> **To-do list**
1 – In the migration post, what was the maximum size of XML file that Wordpress would import?
2 – In the listing, take the lines starting with the line with "Look at the image above. You need to find the crushed" and going on through the line with "left=61, top=88, right=160, bottom=192", and swap "crushed shell" for "broken shell". Give back only those lines, with everything else left as it is.

== Document extract ==

I'm a huge believer in keeping old URLs working, so I didn't want to switch to a blogspot.com blog, or even move to blog.susansenator.com. Besides, Blogger had been seeming pretty creaky for a while, so I took the opportunity to try something better, namely Wordpress.

Creating the Wordpress blog was pretty simple. Our hosting provider offers one-click installation which worked great. Making a Wordpress theme can be a big undertaking, but not if you're just trying to mimic an existing simple blog layout. I downloaded a simple theme and started hacking away on it. The Wordpress docs are pretty good, definitely better than Blogger's, that's a recurring theme here.

Migrating all the content over was a bigger deal. Blogger offers a backup facility that gives you your entire blog as a giant XML file. Converting that to a Wordpress format was simple with blog converters. Included is blogger2wordpress, which turned my 16Mb Blogger XML file into a 12Mb Wordpress XML file.

Then Wordpress can import the XML file, but maximum size 2Mb, why? So I manually split the big XML file into 8 smaller XML files, which was tedious but not difficult. Importing each of them brought in all the old blog posts and comments. Nice. (For some reason, embedded YouTube videos are now just a URL in text, not sure why. If I had noticed that earlier I may have been able to do something about it.)

Now we have a Wordpress blog that works just like the Blogger blog did, except that everything has a different permalink than it did before. The first step to fix that is to change the permalink style Wordpress uses. It defaults to something horrendous like:

http://susansenator.com/blog/?p=123

Select "Month and name" under Permalink settings in the Wordpress installation. This makes Wordpress use nice URLs like:

http://susansenator.com/blog/2010/04/here-be-dragons/

Changing this setting will either add or require you to add a chunk of mod_rewrite rules to your Apache .htaccess file:

<IfModule mod_rewrite.c>
RewriteEngine On
RewriteBase /blog/
RewriteCond %{REQUEST_FILENAME} !-f
RewriteCond %{REQUEST_FILENAME} !-d
RewriteRule . /blog/index.php [L]
</IfModule>

But lots of other things are subtly different. Archive pages are named differently, Blogger had an index.html page for the blog, and so on. I manually added these rewrites to fix these issues:

# Blogger slugs have .html, wordpress does not.
RewriteRule ^blog/([0-9]{4})/([0-9]{2})/(.*)\.html?$ /blog/$1/$2/$3/ [R=301,L]

# Blogger archives are different.

===
== Data ==

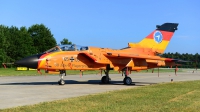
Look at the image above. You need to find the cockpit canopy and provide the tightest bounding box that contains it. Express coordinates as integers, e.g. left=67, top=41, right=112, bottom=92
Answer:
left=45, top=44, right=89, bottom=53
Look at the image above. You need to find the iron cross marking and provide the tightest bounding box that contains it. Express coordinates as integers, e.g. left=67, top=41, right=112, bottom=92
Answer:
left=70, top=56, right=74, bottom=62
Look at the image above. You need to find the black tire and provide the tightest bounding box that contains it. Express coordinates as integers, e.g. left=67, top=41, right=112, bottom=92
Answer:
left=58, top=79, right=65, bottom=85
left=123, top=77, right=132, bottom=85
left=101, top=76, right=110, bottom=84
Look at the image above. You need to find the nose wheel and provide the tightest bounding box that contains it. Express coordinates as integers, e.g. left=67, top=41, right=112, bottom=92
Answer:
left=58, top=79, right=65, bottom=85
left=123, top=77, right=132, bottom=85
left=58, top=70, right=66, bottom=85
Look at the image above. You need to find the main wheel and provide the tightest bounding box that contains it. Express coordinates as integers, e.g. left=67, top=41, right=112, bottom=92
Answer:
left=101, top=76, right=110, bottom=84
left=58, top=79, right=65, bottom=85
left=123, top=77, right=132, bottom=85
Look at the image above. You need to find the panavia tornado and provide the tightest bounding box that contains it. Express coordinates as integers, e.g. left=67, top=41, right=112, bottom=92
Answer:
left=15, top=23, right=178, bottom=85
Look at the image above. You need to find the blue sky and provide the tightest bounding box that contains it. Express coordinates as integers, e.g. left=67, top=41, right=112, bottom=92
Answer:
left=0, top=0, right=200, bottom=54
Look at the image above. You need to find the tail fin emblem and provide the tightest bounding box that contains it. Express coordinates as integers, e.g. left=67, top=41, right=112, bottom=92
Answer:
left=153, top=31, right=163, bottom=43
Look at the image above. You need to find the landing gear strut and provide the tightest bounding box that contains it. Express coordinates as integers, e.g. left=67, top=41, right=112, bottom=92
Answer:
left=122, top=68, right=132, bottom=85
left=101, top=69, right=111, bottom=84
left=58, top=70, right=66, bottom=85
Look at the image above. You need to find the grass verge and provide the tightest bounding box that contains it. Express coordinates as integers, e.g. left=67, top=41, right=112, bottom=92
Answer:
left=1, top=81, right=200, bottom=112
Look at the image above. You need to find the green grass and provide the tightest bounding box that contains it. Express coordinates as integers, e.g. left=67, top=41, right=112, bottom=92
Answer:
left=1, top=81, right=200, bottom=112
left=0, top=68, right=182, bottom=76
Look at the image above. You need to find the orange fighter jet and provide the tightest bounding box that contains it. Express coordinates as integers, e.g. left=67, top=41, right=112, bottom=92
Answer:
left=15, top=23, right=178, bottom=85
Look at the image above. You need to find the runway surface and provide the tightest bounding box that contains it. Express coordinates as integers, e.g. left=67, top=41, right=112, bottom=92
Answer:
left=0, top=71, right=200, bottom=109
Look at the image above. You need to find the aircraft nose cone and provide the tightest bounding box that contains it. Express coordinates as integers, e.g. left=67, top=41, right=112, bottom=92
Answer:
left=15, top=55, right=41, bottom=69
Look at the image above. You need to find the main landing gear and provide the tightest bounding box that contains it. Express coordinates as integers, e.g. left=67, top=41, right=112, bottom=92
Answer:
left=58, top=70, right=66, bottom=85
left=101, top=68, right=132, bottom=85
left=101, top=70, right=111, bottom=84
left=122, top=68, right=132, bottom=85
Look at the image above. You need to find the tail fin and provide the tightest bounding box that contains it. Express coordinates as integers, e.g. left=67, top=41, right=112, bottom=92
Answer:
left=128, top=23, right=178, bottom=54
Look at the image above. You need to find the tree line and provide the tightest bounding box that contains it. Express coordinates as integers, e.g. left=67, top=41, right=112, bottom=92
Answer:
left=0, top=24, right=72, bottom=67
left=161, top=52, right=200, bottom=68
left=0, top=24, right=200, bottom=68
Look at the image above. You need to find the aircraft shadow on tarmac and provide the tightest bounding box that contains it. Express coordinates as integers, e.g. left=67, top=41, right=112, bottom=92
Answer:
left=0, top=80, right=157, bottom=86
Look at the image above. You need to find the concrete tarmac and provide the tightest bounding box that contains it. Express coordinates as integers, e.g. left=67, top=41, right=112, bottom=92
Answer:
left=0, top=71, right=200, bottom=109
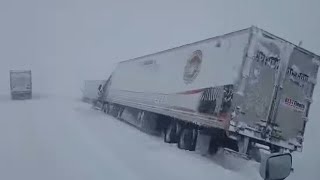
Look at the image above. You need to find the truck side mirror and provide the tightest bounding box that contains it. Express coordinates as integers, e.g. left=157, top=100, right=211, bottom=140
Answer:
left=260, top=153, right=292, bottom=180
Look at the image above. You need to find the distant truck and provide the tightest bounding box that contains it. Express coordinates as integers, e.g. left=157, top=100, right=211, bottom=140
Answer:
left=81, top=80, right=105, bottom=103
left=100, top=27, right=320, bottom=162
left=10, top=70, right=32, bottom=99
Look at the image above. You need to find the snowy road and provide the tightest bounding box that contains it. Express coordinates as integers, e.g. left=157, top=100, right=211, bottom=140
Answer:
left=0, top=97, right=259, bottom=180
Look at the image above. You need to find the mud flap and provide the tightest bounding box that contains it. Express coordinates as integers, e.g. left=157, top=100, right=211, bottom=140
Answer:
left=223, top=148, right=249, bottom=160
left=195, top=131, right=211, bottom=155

===
== Data ==

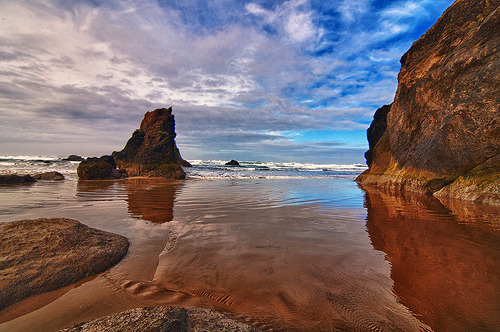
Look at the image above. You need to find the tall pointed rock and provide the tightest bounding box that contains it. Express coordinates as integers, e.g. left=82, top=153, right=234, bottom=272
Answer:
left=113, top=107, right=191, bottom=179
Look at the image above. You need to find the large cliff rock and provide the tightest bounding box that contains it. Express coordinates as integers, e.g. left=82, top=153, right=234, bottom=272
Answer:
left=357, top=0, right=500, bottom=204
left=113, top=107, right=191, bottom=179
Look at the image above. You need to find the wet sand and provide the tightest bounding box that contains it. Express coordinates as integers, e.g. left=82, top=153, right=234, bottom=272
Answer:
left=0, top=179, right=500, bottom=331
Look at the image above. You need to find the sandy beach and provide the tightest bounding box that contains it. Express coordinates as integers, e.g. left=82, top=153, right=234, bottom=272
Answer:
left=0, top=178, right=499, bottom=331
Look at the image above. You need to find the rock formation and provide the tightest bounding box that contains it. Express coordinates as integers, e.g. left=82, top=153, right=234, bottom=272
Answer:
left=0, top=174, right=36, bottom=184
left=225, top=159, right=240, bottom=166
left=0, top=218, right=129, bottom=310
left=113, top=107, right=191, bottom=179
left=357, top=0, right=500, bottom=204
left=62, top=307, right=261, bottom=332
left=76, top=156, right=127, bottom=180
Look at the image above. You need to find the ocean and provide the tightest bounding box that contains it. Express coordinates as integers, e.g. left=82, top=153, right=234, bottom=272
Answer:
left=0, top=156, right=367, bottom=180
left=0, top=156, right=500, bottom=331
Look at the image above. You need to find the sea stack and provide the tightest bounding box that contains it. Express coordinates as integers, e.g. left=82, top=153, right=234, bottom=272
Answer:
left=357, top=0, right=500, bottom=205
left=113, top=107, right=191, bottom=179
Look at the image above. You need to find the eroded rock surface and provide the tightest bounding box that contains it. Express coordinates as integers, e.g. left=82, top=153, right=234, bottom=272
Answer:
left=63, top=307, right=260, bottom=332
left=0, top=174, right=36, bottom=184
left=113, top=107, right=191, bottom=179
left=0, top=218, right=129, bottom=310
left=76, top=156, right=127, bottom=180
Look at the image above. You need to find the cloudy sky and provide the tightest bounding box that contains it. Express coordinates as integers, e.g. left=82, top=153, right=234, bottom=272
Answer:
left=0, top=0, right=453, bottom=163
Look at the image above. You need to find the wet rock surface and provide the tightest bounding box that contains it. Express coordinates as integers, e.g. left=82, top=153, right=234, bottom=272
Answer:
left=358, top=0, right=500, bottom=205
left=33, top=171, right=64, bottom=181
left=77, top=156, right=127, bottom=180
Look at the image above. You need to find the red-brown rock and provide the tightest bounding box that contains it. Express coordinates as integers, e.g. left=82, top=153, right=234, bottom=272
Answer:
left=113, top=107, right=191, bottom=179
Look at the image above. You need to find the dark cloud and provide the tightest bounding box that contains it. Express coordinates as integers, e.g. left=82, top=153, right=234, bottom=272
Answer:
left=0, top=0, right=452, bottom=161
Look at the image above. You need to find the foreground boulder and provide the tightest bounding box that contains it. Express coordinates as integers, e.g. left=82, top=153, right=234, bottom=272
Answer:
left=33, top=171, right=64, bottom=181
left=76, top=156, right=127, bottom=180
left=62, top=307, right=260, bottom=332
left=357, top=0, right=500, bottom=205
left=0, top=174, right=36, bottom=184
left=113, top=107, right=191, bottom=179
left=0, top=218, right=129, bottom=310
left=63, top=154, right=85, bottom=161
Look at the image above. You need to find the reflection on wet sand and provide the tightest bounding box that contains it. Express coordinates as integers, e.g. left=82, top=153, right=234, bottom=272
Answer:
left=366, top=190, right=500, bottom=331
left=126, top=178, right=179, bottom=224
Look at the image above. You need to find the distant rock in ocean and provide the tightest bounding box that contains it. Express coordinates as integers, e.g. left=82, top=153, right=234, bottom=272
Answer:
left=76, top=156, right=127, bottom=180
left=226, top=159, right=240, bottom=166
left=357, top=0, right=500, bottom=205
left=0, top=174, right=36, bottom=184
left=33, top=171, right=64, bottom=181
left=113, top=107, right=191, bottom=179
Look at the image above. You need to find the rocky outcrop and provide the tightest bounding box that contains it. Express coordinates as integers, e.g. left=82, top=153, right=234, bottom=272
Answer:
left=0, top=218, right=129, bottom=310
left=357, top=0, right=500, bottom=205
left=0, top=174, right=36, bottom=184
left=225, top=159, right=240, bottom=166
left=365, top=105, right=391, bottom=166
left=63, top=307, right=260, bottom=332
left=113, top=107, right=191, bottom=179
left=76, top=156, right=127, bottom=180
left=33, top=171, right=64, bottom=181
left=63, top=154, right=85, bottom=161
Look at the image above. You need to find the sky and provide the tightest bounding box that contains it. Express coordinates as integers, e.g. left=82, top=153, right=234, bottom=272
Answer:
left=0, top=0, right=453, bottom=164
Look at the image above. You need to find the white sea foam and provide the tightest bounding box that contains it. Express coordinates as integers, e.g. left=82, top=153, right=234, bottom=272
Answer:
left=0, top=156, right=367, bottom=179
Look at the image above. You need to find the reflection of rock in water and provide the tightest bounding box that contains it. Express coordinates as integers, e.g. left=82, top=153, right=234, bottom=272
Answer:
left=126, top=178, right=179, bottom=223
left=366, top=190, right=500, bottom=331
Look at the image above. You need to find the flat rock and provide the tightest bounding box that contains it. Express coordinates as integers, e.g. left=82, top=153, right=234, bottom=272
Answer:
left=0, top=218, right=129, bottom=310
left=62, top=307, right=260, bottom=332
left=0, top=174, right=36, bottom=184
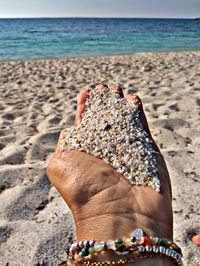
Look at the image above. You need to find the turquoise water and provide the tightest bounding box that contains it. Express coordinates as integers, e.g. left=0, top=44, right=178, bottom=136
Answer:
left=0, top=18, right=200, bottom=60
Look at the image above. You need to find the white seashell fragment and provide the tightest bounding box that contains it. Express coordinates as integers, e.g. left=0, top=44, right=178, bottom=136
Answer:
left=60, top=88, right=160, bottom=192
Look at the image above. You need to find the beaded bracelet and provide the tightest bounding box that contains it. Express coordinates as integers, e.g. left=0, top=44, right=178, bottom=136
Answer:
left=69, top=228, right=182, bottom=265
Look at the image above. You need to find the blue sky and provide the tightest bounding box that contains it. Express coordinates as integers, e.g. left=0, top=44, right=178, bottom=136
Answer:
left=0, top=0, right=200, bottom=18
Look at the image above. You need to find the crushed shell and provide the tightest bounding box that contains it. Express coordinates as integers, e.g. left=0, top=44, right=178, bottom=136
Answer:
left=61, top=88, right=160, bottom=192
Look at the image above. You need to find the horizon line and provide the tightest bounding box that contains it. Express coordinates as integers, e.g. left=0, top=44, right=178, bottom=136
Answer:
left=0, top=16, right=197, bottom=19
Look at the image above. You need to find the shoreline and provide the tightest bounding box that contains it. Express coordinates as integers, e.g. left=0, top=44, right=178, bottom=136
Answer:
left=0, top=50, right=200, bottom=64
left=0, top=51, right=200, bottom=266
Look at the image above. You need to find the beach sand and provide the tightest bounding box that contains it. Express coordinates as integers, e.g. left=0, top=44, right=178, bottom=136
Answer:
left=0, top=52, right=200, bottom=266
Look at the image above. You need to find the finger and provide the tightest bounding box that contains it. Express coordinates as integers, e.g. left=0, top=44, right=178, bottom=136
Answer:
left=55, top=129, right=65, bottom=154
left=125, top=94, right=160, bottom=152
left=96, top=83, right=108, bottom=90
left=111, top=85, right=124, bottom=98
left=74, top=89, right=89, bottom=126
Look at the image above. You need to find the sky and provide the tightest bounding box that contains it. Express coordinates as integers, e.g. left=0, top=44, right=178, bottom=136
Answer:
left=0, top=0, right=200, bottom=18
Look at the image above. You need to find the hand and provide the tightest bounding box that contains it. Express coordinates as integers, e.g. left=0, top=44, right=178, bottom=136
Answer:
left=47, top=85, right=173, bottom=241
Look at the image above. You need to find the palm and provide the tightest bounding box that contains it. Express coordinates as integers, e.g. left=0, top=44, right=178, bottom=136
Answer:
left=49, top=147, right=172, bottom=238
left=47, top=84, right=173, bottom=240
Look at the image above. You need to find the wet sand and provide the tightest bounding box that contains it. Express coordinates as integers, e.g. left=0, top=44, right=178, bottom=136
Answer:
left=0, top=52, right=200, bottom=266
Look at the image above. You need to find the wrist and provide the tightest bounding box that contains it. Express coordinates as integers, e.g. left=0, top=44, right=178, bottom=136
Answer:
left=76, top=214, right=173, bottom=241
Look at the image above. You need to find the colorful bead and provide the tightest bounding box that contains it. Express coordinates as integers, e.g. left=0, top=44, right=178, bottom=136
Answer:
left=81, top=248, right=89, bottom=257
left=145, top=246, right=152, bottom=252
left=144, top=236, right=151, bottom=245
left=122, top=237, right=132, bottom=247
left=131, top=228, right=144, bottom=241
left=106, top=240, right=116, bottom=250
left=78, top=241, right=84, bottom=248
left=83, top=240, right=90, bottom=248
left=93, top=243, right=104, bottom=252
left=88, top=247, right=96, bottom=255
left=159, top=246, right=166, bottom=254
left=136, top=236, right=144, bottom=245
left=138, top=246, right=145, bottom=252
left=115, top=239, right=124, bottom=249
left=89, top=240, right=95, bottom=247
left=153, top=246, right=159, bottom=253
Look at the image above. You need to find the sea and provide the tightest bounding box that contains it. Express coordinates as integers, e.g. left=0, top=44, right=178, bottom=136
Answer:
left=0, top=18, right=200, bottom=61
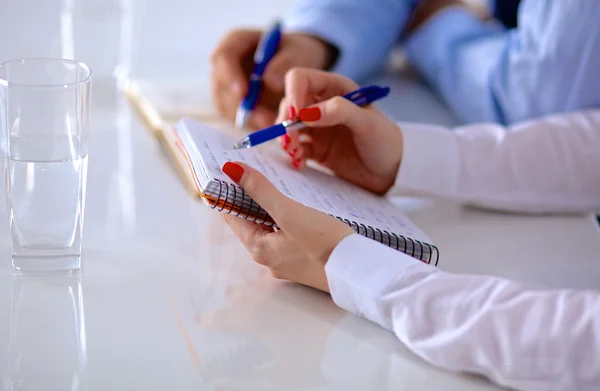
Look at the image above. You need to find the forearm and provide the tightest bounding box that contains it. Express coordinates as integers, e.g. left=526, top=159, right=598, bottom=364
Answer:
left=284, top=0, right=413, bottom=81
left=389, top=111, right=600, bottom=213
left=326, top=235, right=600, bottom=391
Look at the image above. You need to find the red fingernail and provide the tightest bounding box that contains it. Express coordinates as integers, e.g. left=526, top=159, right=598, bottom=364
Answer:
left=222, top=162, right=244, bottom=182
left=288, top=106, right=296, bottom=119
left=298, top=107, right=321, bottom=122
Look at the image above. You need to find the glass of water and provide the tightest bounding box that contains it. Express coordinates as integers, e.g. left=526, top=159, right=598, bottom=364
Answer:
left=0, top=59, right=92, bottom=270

===
== Data ==

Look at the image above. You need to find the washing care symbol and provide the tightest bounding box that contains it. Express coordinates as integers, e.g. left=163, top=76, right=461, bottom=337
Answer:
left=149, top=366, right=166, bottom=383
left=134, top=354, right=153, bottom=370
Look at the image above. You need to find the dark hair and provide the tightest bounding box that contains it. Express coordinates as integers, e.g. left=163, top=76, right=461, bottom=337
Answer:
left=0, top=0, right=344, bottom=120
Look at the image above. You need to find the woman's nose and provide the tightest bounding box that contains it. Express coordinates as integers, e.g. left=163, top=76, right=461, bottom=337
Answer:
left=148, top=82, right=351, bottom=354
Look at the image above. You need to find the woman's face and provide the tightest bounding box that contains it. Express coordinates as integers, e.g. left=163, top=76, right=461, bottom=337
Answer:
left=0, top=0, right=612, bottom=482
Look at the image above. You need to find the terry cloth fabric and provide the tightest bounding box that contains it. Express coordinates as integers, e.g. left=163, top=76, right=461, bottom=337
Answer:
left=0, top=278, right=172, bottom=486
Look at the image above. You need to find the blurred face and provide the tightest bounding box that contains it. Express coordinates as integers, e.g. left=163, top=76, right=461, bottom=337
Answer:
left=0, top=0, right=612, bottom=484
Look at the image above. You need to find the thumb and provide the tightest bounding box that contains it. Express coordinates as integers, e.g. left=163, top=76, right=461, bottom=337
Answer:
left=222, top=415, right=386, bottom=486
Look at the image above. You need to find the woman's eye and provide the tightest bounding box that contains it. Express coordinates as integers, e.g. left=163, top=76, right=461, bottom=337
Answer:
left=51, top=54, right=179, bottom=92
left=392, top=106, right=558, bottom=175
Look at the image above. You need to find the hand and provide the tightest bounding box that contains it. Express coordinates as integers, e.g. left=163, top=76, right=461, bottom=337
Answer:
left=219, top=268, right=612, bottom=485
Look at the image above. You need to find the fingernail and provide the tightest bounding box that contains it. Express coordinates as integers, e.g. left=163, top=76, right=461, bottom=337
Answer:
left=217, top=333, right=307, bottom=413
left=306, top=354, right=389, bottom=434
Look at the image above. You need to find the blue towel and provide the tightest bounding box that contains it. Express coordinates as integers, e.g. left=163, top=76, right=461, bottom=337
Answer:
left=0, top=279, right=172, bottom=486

===

> **Results of the exercise**
1 – 2Mb

2 –
Look at the image above. You need to find the broken shell and provide the tightest bounding box that contains it. Express coordinates as integers, e.g. left=0, top=44, right=178, bottom=136
Answer:
left=61, top=88, right=160, bottom=192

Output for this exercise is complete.